-- Start Records supplied --
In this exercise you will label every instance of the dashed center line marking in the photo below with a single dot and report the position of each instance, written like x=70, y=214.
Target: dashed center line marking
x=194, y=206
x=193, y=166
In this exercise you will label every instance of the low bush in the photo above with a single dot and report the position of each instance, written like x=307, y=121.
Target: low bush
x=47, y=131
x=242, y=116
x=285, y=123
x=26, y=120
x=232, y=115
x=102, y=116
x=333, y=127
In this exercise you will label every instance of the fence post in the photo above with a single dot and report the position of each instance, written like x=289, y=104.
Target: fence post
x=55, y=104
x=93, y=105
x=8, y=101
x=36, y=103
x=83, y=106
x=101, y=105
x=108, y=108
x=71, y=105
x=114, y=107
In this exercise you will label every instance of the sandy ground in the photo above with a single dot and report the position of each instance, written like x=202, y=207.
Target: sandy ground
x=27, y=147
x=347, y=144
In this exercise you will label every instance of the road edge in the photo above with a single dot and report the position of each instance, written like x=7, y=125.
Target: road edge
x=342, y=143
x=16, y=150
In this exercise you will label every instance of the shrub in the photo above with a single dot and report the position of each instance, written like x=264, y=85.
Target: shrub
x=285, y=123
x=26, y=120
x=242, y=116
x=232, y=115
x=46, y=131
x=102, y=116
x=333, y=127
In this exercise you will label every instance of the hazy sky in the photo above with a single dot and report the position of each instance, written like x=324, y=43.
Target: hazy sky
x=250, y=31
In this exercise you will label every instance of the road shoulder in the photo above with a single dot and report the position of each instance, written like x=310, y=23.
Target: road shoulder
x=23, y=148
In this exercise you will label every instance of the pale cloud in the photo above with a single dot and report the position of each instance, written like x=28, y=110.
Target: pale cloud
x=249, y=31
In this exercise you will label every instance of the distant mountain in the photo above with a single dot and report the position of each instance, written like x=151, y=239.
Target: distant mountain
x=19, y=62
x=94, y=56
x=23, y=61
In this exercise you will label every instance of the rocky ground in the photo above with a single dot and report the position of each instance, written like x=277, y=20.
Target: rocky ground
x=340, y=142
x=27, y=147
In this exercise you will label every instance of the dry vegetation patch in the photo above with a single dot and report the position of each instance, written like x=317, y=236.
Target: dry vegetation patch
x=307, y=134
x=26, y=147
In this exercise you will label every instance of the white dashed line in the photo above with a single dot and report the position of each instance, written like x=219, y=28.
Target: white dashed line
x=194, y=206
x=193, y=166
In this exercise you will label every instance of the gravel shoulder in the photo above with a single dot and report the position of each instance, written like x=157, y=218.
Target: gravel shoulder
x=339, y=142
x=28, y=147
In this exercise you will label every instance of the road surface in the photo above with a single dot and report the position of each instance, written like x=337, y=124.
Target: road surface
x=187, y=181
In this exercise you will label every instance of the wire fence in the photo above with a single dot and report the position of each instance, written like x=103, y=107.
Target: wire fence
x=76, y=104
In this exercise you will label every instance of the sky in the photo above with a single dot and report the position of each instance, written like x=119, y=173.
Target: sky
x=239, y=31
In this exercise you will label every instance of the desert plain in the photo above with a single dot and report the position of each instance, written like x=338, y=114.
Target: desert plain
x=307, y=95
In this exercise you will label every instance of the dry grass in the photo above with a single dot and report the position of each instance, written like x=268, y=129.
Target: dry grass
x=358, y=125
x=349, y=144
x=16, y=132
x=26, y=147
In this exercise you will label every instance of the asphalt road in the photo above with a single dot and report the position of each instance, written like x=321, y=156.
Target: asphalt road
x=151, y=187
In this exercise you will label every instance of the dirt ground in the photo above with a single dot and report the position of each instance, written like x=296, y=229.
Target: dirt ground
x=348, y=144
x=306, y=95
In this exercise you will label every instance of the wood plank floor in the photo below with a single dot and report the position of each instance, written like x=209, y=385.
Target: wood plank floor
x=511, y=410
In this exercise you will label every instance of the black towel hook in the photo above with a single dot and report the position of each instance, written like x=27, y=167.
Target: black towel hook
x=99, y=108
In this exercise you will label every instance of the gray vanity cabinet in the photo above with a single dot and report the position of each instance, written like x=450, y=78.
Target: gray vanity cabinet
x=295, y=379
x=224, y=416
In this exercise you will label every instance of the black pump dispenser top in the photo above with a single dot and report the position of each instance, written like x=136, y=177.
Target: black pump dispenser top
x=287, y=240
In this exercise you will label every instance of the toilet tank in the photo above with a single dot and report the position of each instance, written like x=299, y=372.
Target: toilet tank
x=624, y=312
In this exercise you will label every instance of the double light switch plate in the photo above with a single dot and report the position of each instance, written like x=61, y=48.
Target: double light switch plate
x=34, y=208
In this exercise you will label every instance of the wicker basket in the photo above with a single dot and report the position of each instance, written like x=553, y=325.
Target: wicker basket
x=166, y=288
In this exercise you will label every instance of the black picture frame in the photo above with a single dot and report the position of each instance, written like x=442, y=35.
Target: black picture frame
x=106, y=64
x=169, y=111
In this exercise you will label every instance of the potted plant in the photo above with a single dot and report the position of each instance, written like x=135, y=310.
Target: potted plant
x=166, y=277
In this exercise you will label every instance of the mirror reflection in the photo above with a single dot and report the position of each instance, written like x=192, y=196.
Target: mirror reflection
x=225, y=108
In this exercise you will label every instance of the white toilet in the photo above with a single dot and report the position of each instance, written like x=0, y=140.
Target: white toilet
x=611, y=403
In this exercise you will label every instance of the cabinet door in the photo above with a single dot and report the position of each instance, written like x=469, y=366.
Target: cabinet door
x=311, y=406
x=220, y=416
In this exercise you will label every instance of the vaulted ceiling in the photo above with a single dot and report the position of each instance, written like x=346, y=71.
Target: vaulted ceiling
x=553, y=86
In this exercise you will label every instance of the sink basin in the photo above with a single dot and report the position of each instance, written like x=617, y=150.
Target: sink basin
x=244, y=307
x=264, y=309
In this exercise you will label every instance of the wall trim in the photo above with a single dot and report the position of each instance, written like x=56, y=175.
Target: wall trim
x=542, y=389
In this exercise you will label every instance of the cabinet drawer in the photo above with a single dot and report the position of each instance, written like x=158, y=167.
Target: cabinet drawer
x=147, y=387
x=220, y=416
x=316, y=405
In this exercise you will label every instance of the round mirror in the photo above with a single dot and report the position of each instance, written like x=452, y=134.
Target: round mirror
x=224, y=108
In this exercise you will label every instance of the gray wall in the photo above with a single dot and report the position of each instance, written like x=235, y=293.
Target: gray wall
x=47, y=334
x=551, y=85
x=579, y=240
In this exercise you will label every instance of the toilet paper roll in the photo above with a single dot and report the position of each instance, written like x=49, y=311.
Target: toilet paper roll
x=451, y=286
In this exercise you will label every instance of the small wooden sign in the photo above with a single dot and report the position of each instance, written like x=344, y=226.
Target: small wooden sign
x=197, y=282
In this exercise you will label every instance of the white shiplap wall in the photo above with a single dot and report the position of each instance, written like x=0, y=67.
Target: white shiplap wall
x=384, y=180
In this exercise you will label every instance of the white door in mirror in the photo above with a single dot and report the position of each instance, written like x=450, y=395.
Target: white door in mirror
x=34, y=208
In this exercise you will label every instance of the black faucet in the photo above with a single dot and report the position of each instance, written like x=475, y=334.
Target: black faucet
-- End Records supplied --
**Set exercise**
Print every item above verbatim, line for line, with no changes.

**Result**
In this exercise you will label every instance of the dashed center line marking in the photo below with a single dot and report the position of each instance, written like x=70, y=214.
Target: dashed center line marking
x=194, y=206
x=193, y=166
In this exercise you will label every instance of the low bush in the photo above with a single dot and report the position of each instance, written like x=307, y=121.
Target: low bush
x=47, y=131
x=242, y=116
x=285, y=123
x=26, y=120
x=232, y=115
x=102, y=116
x=333, y=127
In this exercise you will label every instance of the fence post in the photo above with a single dot and report the position of each instance, written like x=289, y=104.
Target: fence post
x=55, y=104
x=93, y=105
x=8, y=101
x=36, y=103
x=83, y=106
x=101, y=105
x=108, y=108
x=71, y=105
x=114, y=107
In this exercise you will label every instance of the sandy ground in the photo above with a single dot and report the position of each instance, written like x=202, y=207.
Target: sandy ground
x=27, y=147
x=347, y=144
In this exercise you will label every instance of the road edge in the photo above with a single dot and report the position of each instance, written like x=7, y=125.
Target: road edge
x=342, y=143
x=16, y=150
In this exercise you will label every instance of the shrub in the photo above with a single dot and report the position of each instance, written like x=264, y=85.
Target: shrub
x=285, y=123
x=26, y=120
x=242, y=116
x=232, y=115
x=46, y=131
x=102, y=116
x=333, y=127
In this exercise you will label every instance of the hazy sky in the photo above with a single dot and report the position of each instance, written like x=324, y=43.
Target: hazy sky
x=250, y=31
In this exercise you will label every instance of the road shoulder in the photo above with a single dot and report the position of each instance, written like x=310, y=23.
Target: road shoulder
x=23, y=148
In this exercise you will label every instance of the pale cloud in the photo above with a single dot and report the position of each instance, written like x=28, y=110.
Target: pale cloud
x=249, y=31
In this exercise you will label every instance of the distant mountain in the photo above with a single dot and report the position of each instance, written like x=151, y=239.
Target: distant mountain
x=19, y=62
x=94, y=56
x=23, y=61
In this exercise you will label every instance of the rocky ground in the photo above with a single dot and report the position of each instance, written like x=277, y=20.
Target: rocky ground
x=340, y=142
x=27, y=147
In this exercise you will label every instance of the dry vegetation patch in the photo above with a single dot and report the position of each instance, written like x=317, y=236.
Target: dry vegetation patch
x=307, y=134
x=26, y=147
In this exercise you will label every instance of the white dashed line in the photo above with a single dot and report the position of each instance, written like x=219, y=28.
Target: white dashed line
x=194, y=206
x=193, y=166
In this exercise you will label every instance of the gravel shoulder in the photo above with a single dot and report the position of each instance, written like x=157, y=218.
Target: gravel shoulder
x=339, y=142
x=28, y=147
In this exercise you will label every instance of the road surface in the photo above with a single dot and report the position of each instance, written like x=337, y=124.
Target: road surface
x=187, y=181
In this exercise you will label every instance of the wire fence in the photo above with a single dot and report the position of each instance, written like x=103, y=107.
Target: wire fence
x=76, y=104
In this exercise you will label every instance of the sky in the photo above with a single dot and report the position of each instance, written like x=119, y=173.
Target: sky
x=239, y=31
In this exercise you will label every instance of the desert plain in the photo above with a single dot and report the position of each instance, written like x=338, y=114.
Target: desert plain
x=307, y=95
In this exercise you will label every instance of the dry grass in the photo above with a single dot and report the position of each instance, written like x=268, y=129.
Target: dry grass
x=358, y=125
x=349, y=144
x=16, y=132
x=26, y=147
In this exercise you will label every instance of the asphalt road in the photo above with a single dot and report the position of each instance, written like x=321, y=156.
Target: asphalt road
x=151, y=187
In this exercise you will label every instance of the dirt ground in the photo above with a single dot and report the position of each instance, written like x=296, y=229.
Target: dirt ground
x=348, y=144
x=306, y=95
In this exercise you will label every instance of the wood plank floor in the photo below with a single dot and report the position of each instance, written like x=209, y=385.
Target: wood plank floor
x=511, y=410
In this exercise you will label every instance of the black towel hook in the photo above with a single dot and report the position of each instance, written like x=27, y=167.
Target: black towel hook
x=99, y=108
In this exercise you will label every instance of the gray vanity cabinet in the photo above with a single dot and report the position of each instance, written like x=450, y=78.
Target: gray vanity cabinet
x=295, y=379
x=224, y=416
In this exercise you will label every instance of the black pump dispenser top in the photo above with a single dot and report the position of each instance, written like x=136, y=177.
Target: black pump dispenser top
x=287, y=240
In this exercise you will label every instance of the toilet tank in the photo above with a single dot and report the position of each instance, written like x=299, y=372.
Target: toilet tank
x=624, y=312
In this exercise you will label every instance of the double light switch plate in the photo above with a single dot and report the position of each instance, written like x=61, y=48.
Target: double light switch plate
x=34, y=208
In this exercise you will label every instance of the wicker basket in the photo above with a single dot and report the position of each instance, written like x=553, y=325.
Target: wicker basket
x=166, y=288
In this exercise you will label every instance of the black picture frame in the photo above with a single dot and report the position of each instance, written like x=442, y=35.
Target: black picture frame
x=106, y=64
x=169, y=111
In this exercise you will label every instance of the potted plant in the photo above with a single dot and report the position of each instance, written like x=135, y=310.
Target: potted plant
x=166, y=277
In this exercise you will label every instance of the mirror reflection in the photo above with a single dot and report the position of each instance, written like x=192, y=196.
Target: mirror reflection
x=225, y=108
In this exercise you will label every instance of the white toilet in the photo above with a single dot and report the position of each instance, written like x=0, y=140.
Target: white toilet
x=611, y=403
In this exercise you will label every instance of the cabinet door in the photo above with a single dot and report the position of each instance, written like x=469, y=366.
Target: cabinet door
x=311, y=406
x=220, y=416
In this exercise you will label every instance of the vaulted ceiling in the photo above with a single dot and report the position of each instance, written like x=346, y=71.
Target: vaulted ceiling
x=553, y=86
In this exercise you will label every instance of the sink basin in the photo above with a single dot and report the position of each instance, written like x=617, y=150.
Target: sink basin
x=244, y=307
x=264, y=309
In this exercise you will label every instance of the wall trim in the photo above with a single dot and report the position of each instance, written like x=56, y=175.
Target: wall trim
x=542, y=389
In this exercise you will label every instance of the cabinet drawer in the photo above with a single dot and report the position of each instance, written like x=158, y=167.
Target: cabinet drawer
x=147, y=387
x=220, y=416
x=316, y=405
In this exercise you will label every instance of the round mirror in the photo above with a single dot and report the position of each instance, written like x=452, y=134.
Target: round mirror
x=224, y=108
In this exercise you will label every instance of the gray wall in the photo above with a single dot and report the position of each instance, written like x=235, y=293.
Target: gray wall
x=47, y=334
x=551, y=85
x=579, y=240
In this exercise you will label every instance of the toilet paper roll in the photo above with a single dot and report the position of each instance, written like x=49, y=311.
Target: toilet paper roll
x=451, y=286
In this exercise you will label every instance of the small wooden sign in the photo above with a single dot and report the position of each instance, written like x=344, y=226.
Target: small wooden sign
x=197, y=282
In this exercise you will label every instance of the white shiplap wall in the photo above with a single dot and report the position of each instance, written like x=0, y=67.
Target: white shiplap wall
x=384, y=180
In this exercise you will label every instance of the white door in mirror in the photo above with a single dot and report the position of each instance, written like x=450, y=395.
Target: white door in mirror
x=34, y=208
In this exercise you will label every instance of the black faucet in the photo above with a single dot and report the position of each instance, written like x=475, y=334.
Target: black faucet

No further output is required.